#### Problem details:
Copy the material from its first line up to and including the line containing "245 209 L 234", leaving the pictures out of your copy.

[Contour labeling items]
****

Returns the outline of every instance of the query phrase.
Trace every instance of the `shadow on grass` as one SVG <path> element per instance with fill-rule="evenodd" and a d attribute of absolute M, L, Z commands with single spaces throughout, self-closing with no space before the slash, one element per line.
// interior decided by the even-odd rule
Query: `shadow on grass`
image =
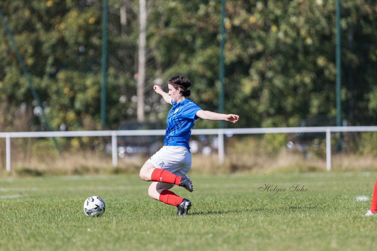
<path fill-rule="evenodd" d="M 245 209 L 234 209 L 231 210 L 207 210 L 206 211 L 201 210 L 195 211 L 191 213 L 190 214 L 193 215 L 208 215 L 213 214 L 215 215 L 220 214 L 238 214 L 242 213 L 261 213 L 266 214 L 281 212 L 282 211 L 300 211 L 302 212 L 310 211 L 314 212 L 318 211 L 322 211 L 325 210 L 325 207 L 323 206 L 294 206 L 290 207 L 279 207 L 276 208 L 248 208 Z"/>

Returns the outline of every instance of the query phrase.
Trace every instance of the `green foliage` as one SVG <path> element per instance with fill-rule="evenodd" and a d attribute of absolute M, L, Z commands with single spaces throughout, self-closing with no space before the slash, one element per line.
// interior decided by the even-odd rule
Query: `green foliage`
<path fill-rule="evenodd" d="M 106 121 L 115 129 L 119 121 L 136 117 L 138 2 L 109 2 Z M 0 2 L 54 130 L 62 124 L 84 129 L 87 117 L 92 128 L 101 129 L 102 3 Z M 166 85 L 178 74 L 193 83 L 190 98 L 217 110 L 220 8 L 213 0 L 148 5 L 147 119 L 164 120 L 168 108 L 152 90 L 155 81 Z M 374 125 L 377 9 L 366 0 L 343 1 L 341 8 L 342 117 L 353 124 Z M 241 118 L 232 127 L 296 126 L 303 118 L 336 114 L 335 11 L 335 1 L 227 1 L 225 112 Z M 0 99 L 12 100 L 12 110 L 23 103 L 31 111 L 33 99 L 2 24 L 0 36 Z M 44 129 L 38 119 L 30 119 L 29 130 Z M 11 130 L 14 125 L 3 123 Z M 218 125 L 198 121 L 196 128 Z"/>

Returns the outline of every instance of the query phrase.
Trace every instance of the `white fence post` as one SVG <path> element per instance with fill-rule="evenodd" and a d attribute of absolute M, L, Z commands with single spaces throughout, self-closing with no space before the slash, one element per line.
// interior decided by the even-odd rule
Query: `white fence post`
<path fill-rule="evenodd" d="M 113 157 L 113 166 L 118 166 L 118 146 L 116 142 L 116 132 L 113 132 L 111 134 L 111 152 Z"/>
<path fill-rule="evenodd" d="M 222 130 L 219 131 L 219 163 L 224 163 L 224 132 Z"/>
<path fill-rule="evenodd" d="M 5 148 L 6 149 L 6 170 L 11 171 L 11 137 L 9 134 L 5 136 Z"/>
<path fill-rule="evenodd" d="M 331 170 L 331 131 L 328 127 L 326 129 L 326 169 Z"/>

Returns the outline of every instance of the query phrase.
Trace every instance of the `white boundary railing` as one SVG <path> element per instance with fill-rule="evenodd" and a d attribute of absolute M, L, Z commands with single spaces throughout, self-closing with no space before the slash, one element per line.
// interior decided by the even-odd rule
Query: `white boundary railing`
<path fill-rule="evenodd" d="M 226 129 L 194 129 L 193 135 L 216 135 L 219 137 L 219 162 L 224 163 L 224 135 L 264 134 L 266 133 L 297 133 L 299 132 L 325 132 L 326 135 L 326 168 L 331 169 L 331 133 L 344 132 L 377 131 L 377 126 L 318 126 L 308 127 L 277 127 L 244 128 Z M 119 131 L 86 131 L 54 132 L 0 132 L 0 138 L 6 138 L 6 170 L 11 171 L 11 138 L 43 138 L 52 137 L 111 136 L 112 163 L 118 166 L 116 137 L 118 136 L 164 135 L 165 130 Z"/>

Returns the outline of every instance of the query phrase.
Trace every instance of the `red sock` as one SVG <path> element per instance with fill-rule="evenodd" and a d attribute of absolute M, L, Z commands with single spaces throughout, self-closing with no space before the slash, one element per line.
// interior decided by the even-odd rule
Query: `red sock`
<path fill-rule="evenodd" d="M 372 197 L 372 204 L 371 205 L 371 211 L 373 213 L 377 211 L 377 180 L 374 183 L 373 195 Z"/>
<path fill-rule="evenodd" d="M 162 190 L 160 193 L 160 201 L 162 201 L 166 204 L 177 206 L 181 204 L 183 199 L 183 198 L 181 198 L 171 191 L 166 189 Z"/>
<path fill-rule="evenodd" d="M 155 168 L 152 173 L 150 179 L 152 181 L 179 185 L 182 177 L 177 176 L 163 169 Z"/>

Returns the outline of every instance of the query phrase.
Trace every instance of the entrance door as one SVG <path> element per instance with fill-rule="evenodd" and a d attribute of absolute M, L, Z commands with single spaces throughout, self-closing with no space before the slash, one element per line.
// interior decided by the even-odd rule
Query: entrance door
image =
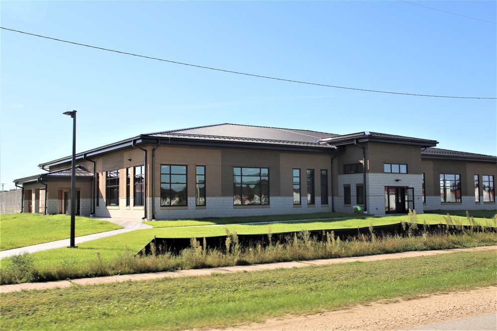
<path fill-rule="evenodd" d="M 406 214 L 414 210 L 414 189 L 393 186 L 385 187 L 385 212 Z"/>

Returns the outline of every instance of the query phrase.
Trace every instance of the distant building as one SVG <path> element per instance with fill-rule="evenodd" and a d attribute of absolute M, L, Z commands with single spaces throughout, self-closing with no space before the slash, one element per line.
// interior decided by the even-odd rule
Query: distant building
<path fill-rule="evenodd" d="M 374 132 L 221 124 L 77 154 L 77 214 L 125 218 L 496 209 L 497 157 Z M 69 213 L 71 157 L 14 181 L 23 211 Z"/>

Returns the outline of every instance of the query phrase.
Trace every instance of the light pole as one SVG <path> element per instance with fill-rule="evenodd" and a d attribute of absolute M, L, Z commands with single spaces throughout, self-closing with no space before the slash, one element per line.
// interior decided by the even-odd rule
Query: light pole
<path fill-rule="evenodd" d="M 71 162 L 71 240 L 68 246 L 77 248 L 74 245 L 75 225 L 76 215 L 76 111 L 63 113 L 73 119 L 73 160 Z"/>

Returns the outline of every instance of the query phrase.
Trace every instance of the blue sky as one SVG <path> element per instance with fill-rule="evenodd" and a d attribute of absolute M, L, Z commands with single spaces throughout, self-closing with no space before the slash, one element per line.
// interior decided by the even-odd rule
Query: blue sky
<path fill-rule="evenodd" d="M 5 1 L 2 27 L 200 66 L 352 88 L 496 98 L 496 1 Z M 426 8 L 429 7 L 430 8 Z M 236 74 L 2 29 L 0 183 L 78 152 L 224 123 L 436 140 L 497 154 L 494 99 Z"/>

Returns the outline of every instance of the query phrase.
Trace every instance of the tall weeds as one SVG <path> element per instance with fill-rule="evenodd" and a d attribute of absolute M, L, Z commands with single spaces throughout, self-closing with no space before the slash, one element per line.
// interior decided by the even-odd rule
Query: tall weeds
<path fill-rule="evenodd" d="M 413 215 L 413 217 L 415 217 Z M 448 216 L 450 217 L 450 216 Z M 495 218 L 495 219 L 496 218 Z M 466 231 L 449 234 L 439 231 L 422 235 L 413 235 L 414 224 L 406 225 L 407 236 L 376 236 L 372 227 L 370 235 L 342 240 L 331 231 L 324 233 L 318 240 L 308 231 L 295 234 L 284 241 L 275 241 L 270 232 L 268 243 L 253 243 L 242 246 L 235 231 L 227 230 L 225 247 L 209 249 L 205 238 L 202 243 L 193 239 L 189 248 L 179 254 L 170 252 L 158 254 L 153 249 L 148 256 L 136 255 L 127 249 L 110 262 L 104 262 L 97 252 L 90 263 L 78 264 L 63 261 L 48 266 L 39 267 L 29 254 L 22 254 L 2 260 L 0 268 L 0 282 L 11 284 L 25 282 L 47 281 L 116 274 L 150 272 L 175 270 L 221 267 L 245 264 L 270 263 L 284 261 L 367 256 L 415 250 L 448 249 L 497 244 L 495 233 L 486 231 Z M 270 229 L 268 229 L 270 231 Z"/>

****

#### Complete answer:
Returns the outline of every instance of the query phrase.
Trace every instance of the `shadow on grass` as one SVG <path> element per instance with fill-rule="evenodd" and a d attribute of absolute M, L, Z commands with single spaces throughout, self-closing with no space before the slash, one element per line.
// interior decided by the even-odd rule
Query: `shadow on grass`
image =
<path fill-rule="evenodd" d="M 245 209 L 234 209 L 231 210 L 207 210 L 206 211 L 201 210 L 195 211 L 191 213 L 190 214 L 193 215 L 208 215 L 213 214 L 215 215 L 220 214 L 238 214 L 242 213 L 261 213 L 266 214 L 281 212 L 282 211 L 300 211 L 302 212 L 310 211 L 314 212 L 318 211 L 322 211 L 325 210 L 325 207 L 323 206 L 294 206 L 290 207 L 279 207 L 276 208 L 248 208 Z"/>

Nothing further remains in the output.